Later in life Hamilton, in correspondence with Guthrie Tait, reformulated his theory of conical refraction in terms of his quaternions (Wilkins 2005). Gibbs would not develop the vector algebra descending from quaternions for another twenty years.
The asymptotic methods now used to understand conical diffraction can be traced back to the study of Bessel’s equation by Carlini in 1817 mentioned by Watson (1944). Profound contributions to the burgeoning field of integral asymptotics were made by Stokes, who in his study of Bessel functions confessed in correspondence to his future wife that “I tried till I almost made myself ill” until, at 3 o’clock in the morning, “I at last mastered it” (Stokes 1907). Although the Victorian importance of asymptotics in rendering integrals calculable is less significant in the computer age, it has become clear that only through asymptotics can the wave and ray phenomena of conical diffraction be understood. A detailed history of phase integral asymptotics can be found in Heading (1962).
======
What the task asks: Carry on the passage on the history of conical refraction and its asymptotic methods, beginning after its last sentence.
======
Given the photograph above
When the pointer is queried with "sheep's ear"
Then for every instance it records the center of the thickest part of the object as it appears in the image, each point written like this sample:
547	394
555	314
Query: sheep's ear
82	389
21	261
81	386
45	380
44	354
======
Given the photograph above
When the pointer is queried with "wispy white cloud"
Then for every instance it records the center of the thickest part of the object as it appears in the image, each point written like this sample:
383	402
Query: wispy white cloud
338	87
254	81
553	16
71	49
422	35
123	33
======
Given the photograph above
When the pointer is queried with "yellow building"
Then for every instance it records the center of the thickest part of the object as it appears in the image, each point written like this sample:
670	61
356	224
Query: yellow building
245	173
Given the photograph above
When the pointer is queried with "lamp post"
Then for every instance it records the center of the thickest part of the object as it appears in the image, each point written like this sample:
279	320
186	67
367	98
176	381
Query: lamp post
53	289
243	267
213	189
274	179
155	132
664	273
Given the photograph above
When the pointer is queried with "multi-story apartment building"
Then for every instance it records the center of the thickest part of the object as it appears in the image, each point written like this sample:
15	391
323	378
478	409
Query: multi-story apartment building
======
Written response:
Experiments in conical diffraction have been revolutionised by the advent of the laser, and in return conical diffraction has provoked interest in focusing and transforming laser beam modes. With technological advances in the manufacture of novel synthetic crystals, conical diffraction may prove to be of further interest. Recent years have also seen an explosion of experimentation in the optics of microspheres, minimal energy surfaces formed in the phase transitions that produce aerosols, colloids, and photonic crystals (F`eve et al. 1994, Kofler & Arnold 2006).
Table: Historical summary of conical diffraction experiment parameters, including principal refractive indices n1, n2, n3, cone angle A, crystal length l, beam width w, and the imagetoobject ratio ρ0 encompassing all six.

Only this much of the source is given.